TAREA REQUERIDA A:
En el artículo sobre los comportamientos políticos, ¿a quién sitúa Convergència i Unió detrás de las movilizaciones del Ebro?
TAREA REQUERIDA B:
Por favor, prosigue el artículo sobre los comportamientos políticos a partir de su última oración.

EXTRACTO DEL DOCUMENTO:
▬▬▬▬▬▬

Los comportamientos políticos son de una monotonía apabullante. Los personajes cambian, las situaciones también, pero las maneras de actuar se repiten como si estuviesen determinadas por leyes inexorables. Como si fuera verdad lo que algunos todavía creen: que la política no se puede hacer de otra manera. Tengo la impresión de que el futuro de las democracias -si no se quiere que deriven definitivamente hacia el totalitarismo de la indiferencia- dependerá de que los políticos sean capaces de renovar sus códigos. Algunos pueden pensar que en la cultura audiovisual vale todo, especialmente la demagogia y el populismo. Con el tiempo quizá se vaya descubriendo que no es cierto, y que el distanciamiento de la ciudadanía respecto de la política tiene mucho que ver con modos que parecen inscritos en la carne de los políticos. La última semana nos ofrece tres ejemplos locales de la eterna repetición que es la política. Así podemos ver como la teoría conspirativa acompaña siempre los episodios de decadencia partidaria; como es inconcebible el reconocimiento de un error -aun siendo meridianamente objetivo- por parte de un gobernante, y como el ventajismo es una práctica que no se detiene ni ante los cadáveres.

Por orden: la teoría conspirativa. Los males propios siempre deben tener causas ajenas; así podría enunciarse el principio de respuesta a las desgracias, de un manual de política politiquera (para decirlo a la francesa). El Ejecutivo de Convergència i Unió, desgastado por 20 años de gobierno, sometido a una crisis sucesoria y acorralado por el Partido Popular, ha perdido el control del territorio y se ha encontrado con un cisco considerable en las tierras del Ebro. Nadie, excepto Convergència i Unió tiene culpa de su pérdida de credibilidad; nadie excepto Convergència i Unió es responsable de las consecuencias de haber retrasado tanto la renovación de su liderazgo y de haber quemado por el camino un par de generaciones de dirigentes; nadie excepto Convergència i Unió es causante de su incapacidad para trazar alianzas en otras direcciones y para ser autónoma respecto del Gobierno central y su partido; nadie excepto Convergència i Unió puede sentirse responsable de los engaños y dobles juegos que la coalición ha hecho con la cuestión del Ebro y del Plan Hidrológico. Y, sin embargo, Convergència i Unió, en vez de asumir sus responsabilidades y replantearse estrategias y alianzas, hace lo de siempre, lo que hacen todos, denunciar la conspiración del enemigo. Detrás de las movilizaciones del Ebro está Maragall, dicen. Como los socialistas decían cuando la decadencia del PSOE: el GAL y la corrupción era culpa de una gran campaña orquestada por el PP. Estamos en lo de siempre: la negación de la realidad. El problema no es que Maragall esté o no esté detrás de estas movilizaciones -que no lo está, como todo el mundo sabe, y ya le gustaría estar porque significaría que tendría una fuerza que de momento no tiene. El problema es que en el Ebro las cosas se han hecho mal, que Convergència i Unió lo sabe, y que no tiene capacidad de salirse del lío en que se ha metido porque su debilidad la tiene en manos del PP. Los gobiernos en decadencia se asfixian siempre en la espiral del argumento conspirativo. Por mucha conspiración que haya, la realidad es la que es. Y finalmente, como le ocurrió al PSOE, acaba imponiéndose. El discurso conspirativo es casi siempre un discurso de perdedores.

▬▬▬▬▬▬

CONTENIDO DEL MATERIAL:
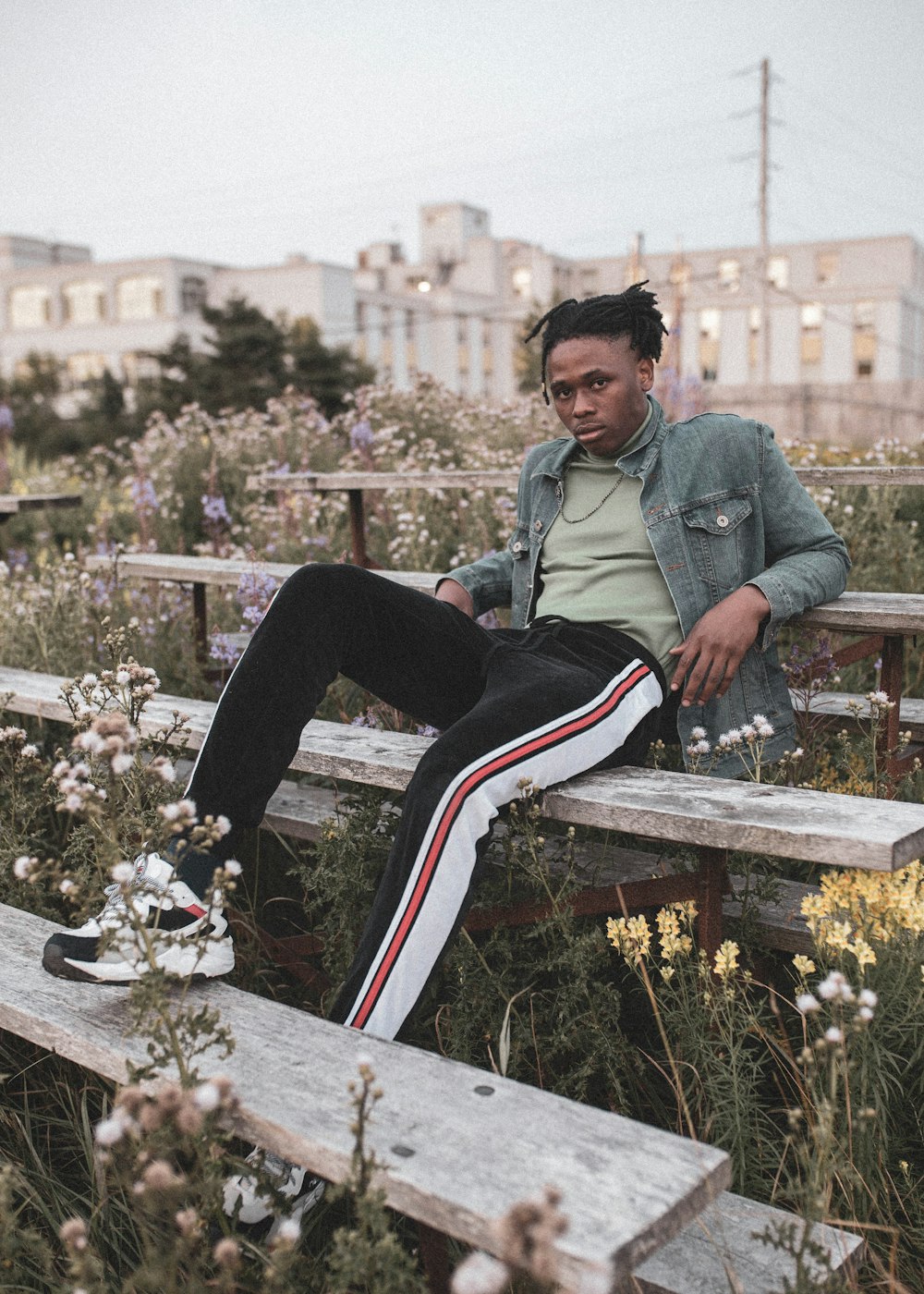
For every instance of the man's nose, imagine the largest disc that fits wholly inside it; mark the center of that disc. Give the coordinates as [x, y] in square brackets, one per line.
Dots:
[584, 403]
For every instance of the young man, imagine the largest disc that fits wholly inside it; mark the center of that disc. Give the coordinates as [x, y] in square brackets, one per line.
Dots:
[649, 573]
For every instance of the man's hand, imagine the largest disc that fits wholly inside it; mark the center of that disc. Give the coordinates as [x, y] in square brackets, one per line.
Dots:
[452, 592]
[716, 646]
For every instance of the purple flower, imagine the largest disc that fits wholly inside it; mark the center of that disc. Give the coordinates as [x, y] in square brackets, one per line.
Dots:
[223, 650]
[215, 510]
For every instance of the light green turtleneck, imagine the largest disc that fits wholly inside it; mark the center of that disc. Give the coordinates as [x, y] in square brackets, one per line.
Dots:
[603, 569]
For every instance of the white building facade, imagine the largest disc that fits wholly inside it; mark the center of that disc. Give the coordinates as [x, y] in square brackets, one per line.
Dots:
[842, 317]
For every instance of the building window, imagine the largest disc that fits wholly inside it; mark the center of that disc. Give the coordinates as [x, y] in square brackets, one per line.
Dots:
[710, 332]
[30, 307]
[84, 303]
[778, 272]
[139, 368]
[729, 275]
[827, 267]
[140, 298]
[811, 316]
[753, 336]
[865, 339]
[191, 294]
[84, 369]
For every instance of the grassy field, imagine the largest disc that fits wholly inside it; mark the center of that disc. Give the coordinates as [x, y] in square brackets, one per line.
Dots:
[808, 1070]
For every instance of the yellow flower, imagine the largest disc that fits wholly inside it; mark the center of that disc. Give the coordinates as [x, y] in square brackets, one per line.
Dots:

▬▬▬▬▬▬

RESPUESTA FINAL A:
A Maragall.

RESPUESTA FINAL B:
Siguiendo el orden de aparición, la obstinación en el disparate. El Rey metió la pata en el discurso del Premio Cervantes al decir que el castellano no había sido nunca una lengua impuesta. La metedura de pata fue todavía mayor en la presunta rectificación: el Rey, decían, sólo se refería a Latinoamérica. Hay que tener realmente una viga en el ojo para no darse cuenta del atropello. Conforme a las convenciones del régimen, todo hacía suponer que el discurso del Rey lo había preparado el ministerio correspondiente, el de Cultura en este caso, y Arcadi Espada se fue en busca de su titular, la señora Pilar del Castillo (EL PAÍS, 6 de mayo). La obsesión por no aceptar que se ha cometido un desliz hizo meter a la ministra en un jardín del que no sé muy bien cómo va a salir. ¿Cómo una ministra de tradición democrática como ella puede decir que habría que ver en qué medida el franquismo persiguió el catalán y puede poner la supervivencia de la lengua como prueba? ¿Era necesario que el catalán hubiese desaparecido para que se pudiese hablar de prohibición? Desgraciadamente, somos demasiados los que no pudimos cursar los estudios en nuestra lengua como para que el discurso de la ministra pueda colar. Aunque la ideología de la ministra se correspondiera con el espíritu de su afirmación, es difícil creer en la eficacia de un discurso tan flagrantemente contrario a la realidad. La ministra quedó entrampada en el vicio político de no reconocer nunca un error, de no enmendarse nunca la plana a sí misma y, en este caso, al Rey, que era el lector del papel. A cada respuesta el lío era mayor. Todo por no aceptar humildemente que los gobernantes también se equivocan.

La tercera figura llegó después del asesinato del presidente del PP de Aragón, Manuel Giménez Abad. Podría decirse así: aprovecha cualquier circunstancia -por trágica que sea- en beneficio propio. Fiel a este principio, Joseba Egibar corrió a decir que este atentado perjudica al PNV y favorece al PP. Se dirá que los otros partidos, con el ritual de las condolencias y los entierros, también capitalizaban el crimen. Sería el colmo del cinismo. Ha sido Egibar el que ha hecho una interpretación ventajista y sin ninguna base real, porque los especialistas saben que es muy difícil precisar los efectos electorales concretos de un hecho de este tipo. ETA sencillamente irrumpía en campaña para hacer saber lo que a veces se olvida: que ella no aceptará nada que no pase por sus manos y sus métodos. Y Egibar, mientras los otros ponen los muertos, se atreve a hacer victimismo. Ventajismo vergonzante. Así de sencillo.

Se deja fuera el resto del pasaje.